≡ Menu

Brodie (left) and Tittle (right) on the 49ers. Photo by Associated Press/1960 Photo: 1960, Associated Press.

Entire books have been written about the West Coast Offense. Friend of the program Chris Brown has an excellent primer on some of the principles of the system. Due to time constraints, this post is not going to dissect a voluminous playbook, translate Spider 3 Y Banana into English, or discuss the role of motions or shifts in the offense. This post will not help you find the winning edge.

I thought it would be interesting to see if certain statistics could help identify teams that ran a West Coast Offense. My initial thought was that an effective West Coast Offense would manifest itself in three key statistics:

  • Completion percentage. The WCO is built around short passes that work as a substitute for running plays. These long handoffs lead to high completion percentages for the quarterback.
  • Yards per completion. Short passes imply lower yards per completion. Ideally, we’d analyze yards per completion after removing yards after the catch, but that’s not something the NFL kept records of historically. Still, I think a low yards per completion average can be a good indicator that a team ran a West Coast Offense.
  • Passing first downs. In a West Coast Offense, teams are moving the chains through the air. With fewer long gains and a pass-first mentality, one would expect a lot of passing first downs.

Background

If you’re a historian, you can skip this section. The classic story told about the birth of the West Coast Offense takes us back to before the AFL-NFL merger. In 1969, the Bengals had Paul Brown as head coach and Bill Walsh as the assistant coach/offensive coordinator. That year, quarterback Greg Cook had one of the great rookie seasons in history, but injuries to his rotator cuff and biceps ruined his career. The team turned to backup Virgil Carter, a very smart and accurate passer but who was destined to be a backup because of his size and weak arm. Those factors led Walsh and Brown to implement an offense that catered to Carter’s strengths and hid his weaknesses.

* [EXERCISE TASK 1]
Answer these questions about the West Coast Offense text:
(a) In the West Coast Offense, what do the short passes work as a substitute for?
(b) Who was the Bengals' head coach in 1969?
(c) Which injuries ruined Greg Cook's career?
* [EXERCISE TASK 2]
Print the records exactly, from the line containing "Drop a marker on every instance of the spiny" down to the end of the records, with both ends included.

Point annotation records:
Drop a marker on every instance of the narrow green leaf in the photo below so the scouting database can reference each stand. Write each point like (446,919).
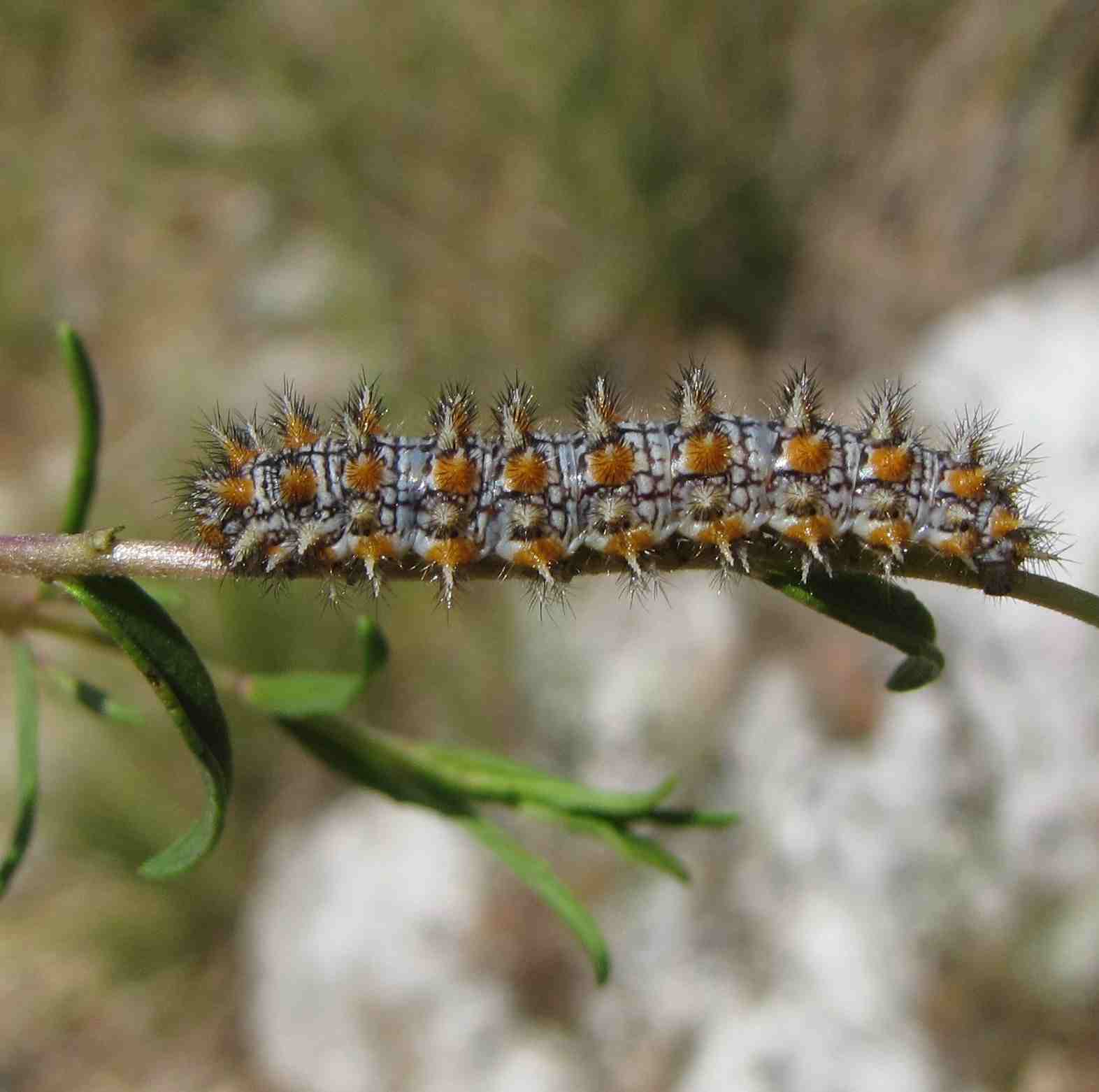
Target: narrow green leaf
(624,842)
(488,777)
(375,761)
(27,733)
(164,655)
(688,817)
(92,698)
(373,645)
(82,378)
(300,694)
(877,608)
(540,878)
(382,765)
(303,694)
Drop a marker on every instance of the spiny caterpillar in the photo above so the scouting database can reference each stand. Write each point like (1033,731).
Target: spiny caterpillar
(289,497)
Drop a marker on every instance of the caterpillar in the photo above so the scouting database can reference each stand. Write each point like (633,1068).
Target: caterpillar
(289,497)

* [WRITTEN ANSWER 1]
(a) Running plays.
(b) Paul Brown.
(c) Injuries to his rotator cuff and biceps.

* [WRITTEN ANSWER 2]
Drop a marker on every instance of the spiny caterpillar in the photo above so the scouting database can reference each stand. Write each point like (1033,731).
Target: spiny caterpillar
(289,497)
Drop a marker on every instance of the caterpillar in the photo above so the scouting database can reference each stand. Write each point like (633,1068).
Target: caterpillar
(289,497)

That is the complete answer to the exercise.